## start RECORDS PROVIDED
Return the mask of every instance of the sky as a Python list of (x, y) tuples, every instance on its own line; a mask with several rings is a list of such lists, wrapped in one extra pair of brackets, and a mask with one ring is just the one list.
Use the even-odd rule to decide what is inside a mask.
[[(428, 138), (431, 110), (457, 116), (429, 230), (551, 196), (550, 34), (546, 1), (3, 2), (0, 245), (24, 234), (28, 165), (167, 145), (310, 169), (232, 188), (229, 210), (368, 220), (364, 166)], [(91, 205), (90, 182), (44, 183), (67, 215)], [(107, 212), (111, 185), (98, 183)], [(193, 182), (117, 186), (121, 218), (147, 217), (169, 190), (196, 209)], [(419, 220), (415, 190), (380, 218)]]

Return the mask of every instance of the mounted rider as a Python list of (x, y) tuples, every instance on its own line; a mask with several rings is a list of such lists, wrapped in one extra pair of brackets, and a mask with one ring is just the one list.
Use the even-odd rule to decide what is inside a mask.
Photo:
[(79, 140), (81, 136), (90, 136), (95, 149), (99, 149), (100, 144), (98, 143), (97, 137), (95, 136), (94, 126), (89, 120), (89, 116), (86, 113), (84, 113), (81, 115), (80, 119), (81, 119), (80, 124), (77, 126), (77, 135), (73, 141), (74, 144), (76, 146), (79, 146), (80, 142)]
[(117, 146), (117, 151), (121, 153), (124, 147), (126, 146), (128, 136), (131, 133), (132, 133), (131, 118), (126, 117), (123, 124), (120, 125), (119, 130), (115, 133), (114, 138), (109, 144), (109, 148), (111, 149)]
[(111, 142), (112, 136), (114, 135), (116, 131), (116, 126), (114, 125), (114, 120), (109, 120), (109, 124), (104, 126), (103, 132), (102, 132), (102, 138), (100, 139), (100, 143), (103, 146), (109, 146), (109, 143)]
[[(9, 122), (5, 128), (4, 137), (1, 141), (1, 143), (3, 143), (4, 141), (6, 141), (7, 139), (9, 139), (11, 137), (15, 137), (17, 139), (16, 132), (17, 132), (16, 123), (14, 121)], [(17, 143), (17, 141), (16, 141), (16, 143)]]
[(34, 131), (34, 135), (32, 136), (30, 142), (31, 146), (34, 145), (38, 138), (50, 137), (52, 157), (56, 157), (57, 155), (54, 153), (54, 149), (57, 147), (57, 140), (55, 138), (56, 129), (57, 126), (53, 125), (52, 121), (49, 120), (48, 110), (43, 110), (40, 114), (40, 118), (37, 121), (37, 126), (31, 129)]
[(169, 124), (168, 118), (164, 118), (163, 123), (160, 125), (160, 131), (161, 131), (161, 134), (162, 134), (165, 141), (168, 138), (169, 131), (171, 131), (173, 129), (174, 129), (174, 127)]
## end RECORDS PROVIDED
WORK INSTRUCTIONS: Return every line of the items above without any change.

WRITTEN ANSWER:
Return the mask of every instance of the sky as a Python list of (x, y) tuples, every instance on its own line; a mask with several rings is a list of such lists, wrapped in one extra pair of brackets, and a mask with one ring is just the one list.
Use the even-odd rule to decide what is inside a mask.
[[(428, 138), (431, 110), (457, 116), (429, 230), (551, 196), (550, 34), (546, 1), (3, 2), (0, 245), (24, 234), (28, 165), (167, 145), (310, 169), (232, 188), (229, 210), (368, 220), (364, 166)], [(91, 205), (90, 182), (44, 183), (67, 215)], [(107, 212), (111, 185), (98, 183)], [(193, 182), (117, 186), (121, 218), (147, 217), (169, 190), (196, 209)], [(419, 220), (415, 190), (380, 218)]]

Return the mask of every instance of the mounted rider as a Python list of (x, y) tuples, every instance on its own line; a mask with several rings is a list of such lists, wrapped in one extra pair of brackets, and a mask with one ring is just the one list.
Use the even-odd rule to decide what is inside a mask.
Photo:
[(79, 140), (81, 136), (90, 136), (95, 149), (99, 149), (100, 144), (98, 143), (97, 137), (95, 136), (94, 126), (89, 120), (89, 116), (86, 113), (84, 113), (81, 115), (80, 119), (81, 119), (80, 124), (77, 126), (77, 135), (73, 141), (74, 144), (76, 146), (79, 146), (80, 142)]
[(117, 146), (117, 151), (121, 153), (124, 147), (126, 146), (128, 136), (131, 133), (132, 133), (131, 118), (126, 117), (123, 124), (120, 125), (119, 130), (115, 133), (114, 138), (109, 144), (109, 148), (111, 149)]
[(111, 142), (112, 136), (114, 135), (116, 131), (116, 126), (114, 125), (114, 120), (109, 120), (109, 124), (104, 126), (103, 132), (102, 132), (102, 138), (100, 139), (100, 143), (103, 146), (109, 146), (109, 143)]
[[(9, 122), (5, 128), (4, 137), (1, 141), (1, 143), (3, 143), (4, 141), (6, 141), (7, 139), (9, 139), (11, 137), (15, 137), (17, 139), (16, 132), (17, 132), (16, 123), (14, 121)], [(17, 143), (17, 141), (16, 141), (16, 143)]]
[(34, 131), (34, 135), (32, 136), (30, 142), (31, 146), (34, 145), (38, 138), (50, 137), (52, 157), (56, 157), (57, 155), (54, 153), (54, 149), (57, 147), (57, 140), (55, 138), (56, 129), (57, 126), (53, 125), (52, 121), (49, 120), (48, 110), (43, 110), (40, 114), (40, 118), (37, 121), (37, 126), (31, 129)]
[(169, 124), (168, 118), (164, 118), (163, 123), (160, 125), (160, 131), (161, 131), (161, 134), (162, 134), (165, 141), (168, 138), (169, 131), (171, 131), (173, 129), (174, 129), (174, 127)]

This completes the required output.